• _What the task requires_
Rewrite the data from the line with "Provide one point per instance of the gray" to the line with "[(717, 186), (1279, 171), (364, 162)]" as a two-column CSV headed text and answer. Give one row per text-and-answer pair, with each value in its own quoted field and line breaks replaced by spaces.

Excerpts from point annotation data:
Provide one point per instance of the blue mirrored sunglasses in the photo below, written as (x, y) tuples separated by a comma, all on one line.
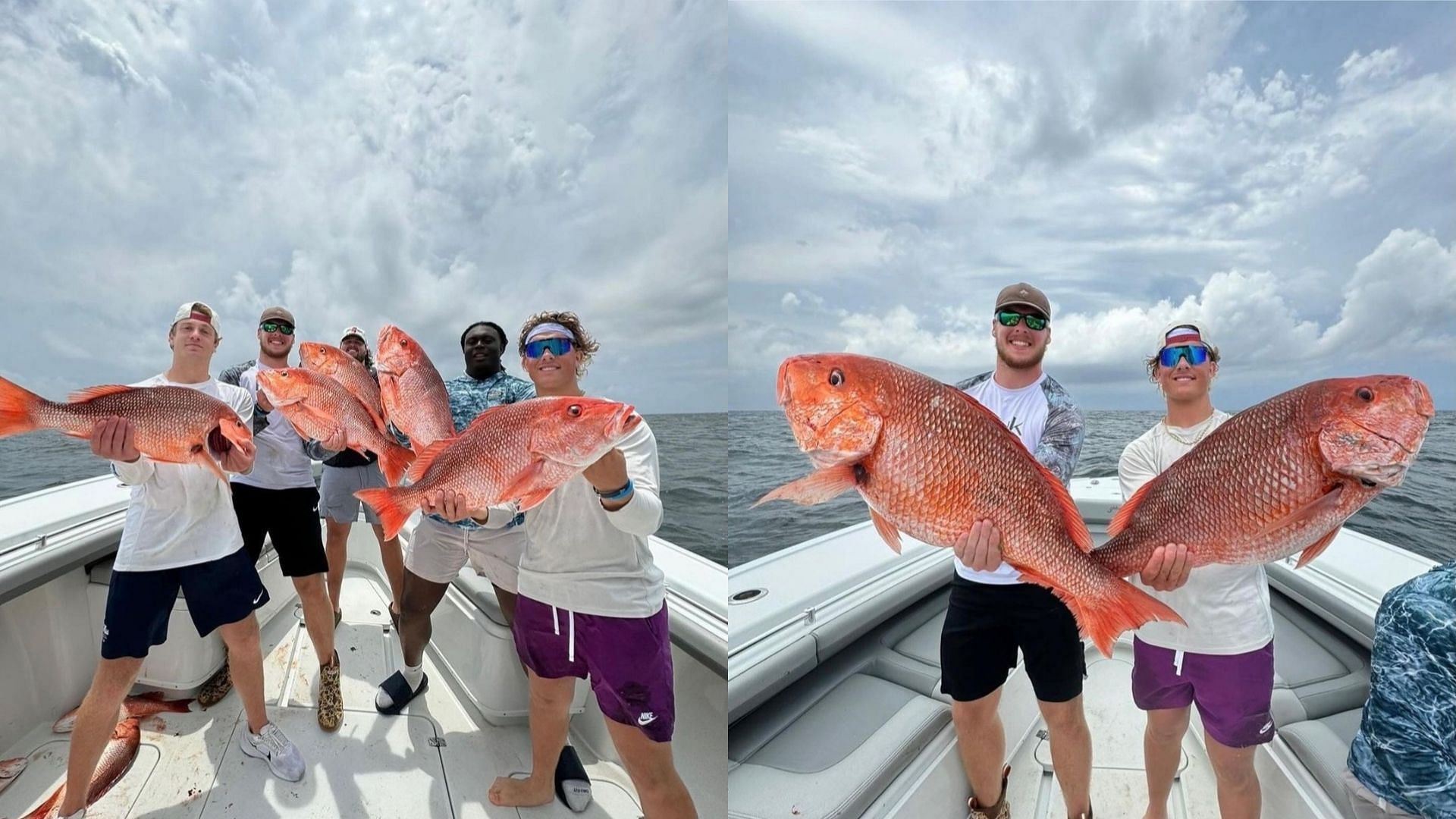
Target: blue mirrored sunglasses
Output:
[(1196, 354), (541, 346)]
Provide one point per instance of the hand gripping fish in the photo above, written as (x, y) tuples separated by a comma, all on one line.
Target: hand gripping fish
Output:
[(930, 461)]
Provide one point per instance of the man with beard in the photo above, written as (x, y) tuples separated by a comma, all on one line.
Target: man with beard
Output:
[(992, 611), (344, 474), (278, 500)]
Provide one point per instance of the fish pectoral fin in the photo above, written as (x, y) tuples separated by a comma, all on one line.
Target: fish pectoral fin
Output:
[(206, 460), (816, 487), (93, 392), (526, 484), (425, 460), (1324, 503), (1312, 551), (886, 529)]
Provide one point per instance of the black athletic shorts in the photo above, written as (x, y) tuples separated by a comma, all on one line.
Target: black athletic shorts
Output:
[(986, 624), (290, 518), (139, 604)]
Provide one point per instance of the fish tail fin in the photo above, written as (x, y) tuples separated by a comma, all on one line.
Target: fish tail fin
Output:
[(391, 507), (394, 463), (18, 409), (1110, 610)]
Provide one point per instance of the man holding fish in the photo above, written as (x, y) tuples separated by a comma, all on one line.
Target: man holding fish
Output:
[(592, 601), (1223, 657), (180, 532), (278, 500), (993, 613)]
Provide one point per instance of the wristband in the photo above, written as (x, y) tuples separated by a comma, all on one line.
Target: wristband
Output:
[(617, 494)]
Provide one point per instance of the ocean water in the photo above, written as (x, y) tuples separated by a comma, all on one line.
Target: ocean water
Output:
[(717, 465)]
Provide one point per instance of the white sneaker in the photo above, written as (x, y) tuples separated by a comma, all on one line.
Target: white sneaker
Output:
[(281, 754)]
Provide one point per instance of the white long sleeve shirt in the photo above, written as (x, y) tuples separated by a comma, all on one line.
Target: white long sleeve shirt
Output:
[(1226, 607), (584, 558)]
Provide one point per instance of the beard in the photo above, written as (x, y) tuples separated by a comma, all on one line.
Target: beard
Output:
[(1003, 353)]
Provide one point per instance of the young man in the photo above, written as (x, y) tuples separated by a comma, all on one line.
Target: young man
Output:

==

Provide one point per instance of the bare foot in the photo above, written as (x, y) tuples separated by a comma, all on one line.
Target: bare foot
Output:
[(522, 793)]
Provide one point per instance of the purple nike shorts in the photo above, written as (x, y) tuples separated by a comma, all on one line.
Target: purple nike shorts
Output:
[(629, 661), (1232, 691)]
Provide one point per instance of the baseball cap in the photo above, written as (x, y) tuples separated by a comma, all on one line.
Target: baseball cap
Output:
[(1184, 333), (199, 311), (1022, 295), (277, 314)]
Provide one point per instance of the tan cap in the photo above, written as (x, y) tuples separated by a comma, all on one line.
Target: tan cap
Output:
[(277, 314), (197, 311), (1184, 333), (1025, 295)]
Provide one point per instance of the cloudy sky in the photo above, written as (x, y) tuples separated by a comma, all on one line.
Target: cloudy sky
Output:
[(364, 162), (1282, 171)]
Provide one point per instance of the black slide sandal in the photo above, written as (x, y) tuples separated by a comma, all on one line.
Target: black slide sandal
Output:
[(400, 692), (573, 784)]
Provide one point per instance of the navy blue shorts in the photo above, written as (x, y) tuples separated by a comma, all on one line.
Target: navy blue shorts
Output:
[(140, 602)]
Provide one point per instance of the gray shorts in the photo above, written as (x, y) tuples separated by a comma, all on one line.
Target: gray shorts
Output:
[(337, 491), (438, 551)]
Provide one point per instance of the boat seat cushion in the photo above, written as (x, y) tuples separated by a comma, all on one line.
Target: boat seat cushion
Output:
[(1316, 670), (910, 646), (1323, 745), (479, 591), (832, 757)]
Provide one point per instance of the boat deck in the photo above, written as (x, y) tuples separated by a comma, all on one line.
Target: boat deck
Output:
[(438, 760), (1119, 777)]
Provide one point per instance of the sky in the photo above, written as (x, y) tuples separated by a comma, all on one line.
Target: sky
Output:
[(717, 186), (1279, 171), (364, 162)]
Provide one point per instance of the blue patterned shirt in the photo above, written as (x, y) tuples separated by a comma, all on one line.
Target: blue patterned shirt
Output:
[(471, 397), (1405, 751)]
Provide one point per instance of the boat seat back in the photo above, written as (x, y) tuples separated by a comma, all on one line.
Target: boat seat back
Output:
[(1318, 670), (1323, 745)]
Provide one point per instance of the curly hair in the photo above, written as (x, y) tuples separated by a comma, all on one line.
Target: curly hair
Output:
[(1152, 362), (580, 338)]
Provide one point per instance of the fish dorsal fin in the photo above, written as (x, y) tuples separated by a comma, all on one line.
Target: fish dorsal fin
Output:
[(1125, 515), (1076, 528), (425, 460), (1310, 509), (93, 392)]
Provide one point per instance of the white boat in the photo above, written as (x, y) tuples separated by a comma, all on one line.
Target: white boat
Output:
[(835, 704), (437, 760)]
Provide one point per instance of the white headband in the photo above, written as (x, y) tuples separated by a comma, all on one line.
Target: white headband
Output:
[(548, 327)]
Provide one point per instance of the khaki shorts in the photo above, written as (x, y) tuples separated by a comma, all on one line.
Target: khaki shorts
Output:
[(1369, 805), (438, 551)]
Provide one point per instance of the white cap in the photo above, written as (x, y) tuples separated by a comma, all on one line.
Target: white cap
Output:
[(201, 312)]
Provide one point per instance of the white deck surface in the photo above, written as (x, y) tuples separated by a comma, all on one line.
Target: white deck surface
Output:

• _Answer to the exercise_
text,answer
"Provide one point per instance of the gray shorts in the photo above, written as (x, y) tuples separated by a comma, all on one line. Target: gray shorts Output:","[(337, 491), (438, 551)]"
"Provide one point per instance of the boat seat cushion in the photo above, written as (x, y) tuples separated by a comma, all on one line. Target: boat seat cushion Output:","[(1316, 670), (910, 646), (1323, 745), (479, 591), (832, 757)]"
"Provide one point per instance of the boat deck in the photo above, written as (x, y) tuples separated by a comma, all on one line. Target: boat deck Output:","[(438, 760), (1119, 777)]"
"Provide one point per instance of the sky in the photo above, written as (x, y) tuples separated by a comma, all on one line. Target: sky Output:","[(717, 186), (1279, 171), (364, 162)]"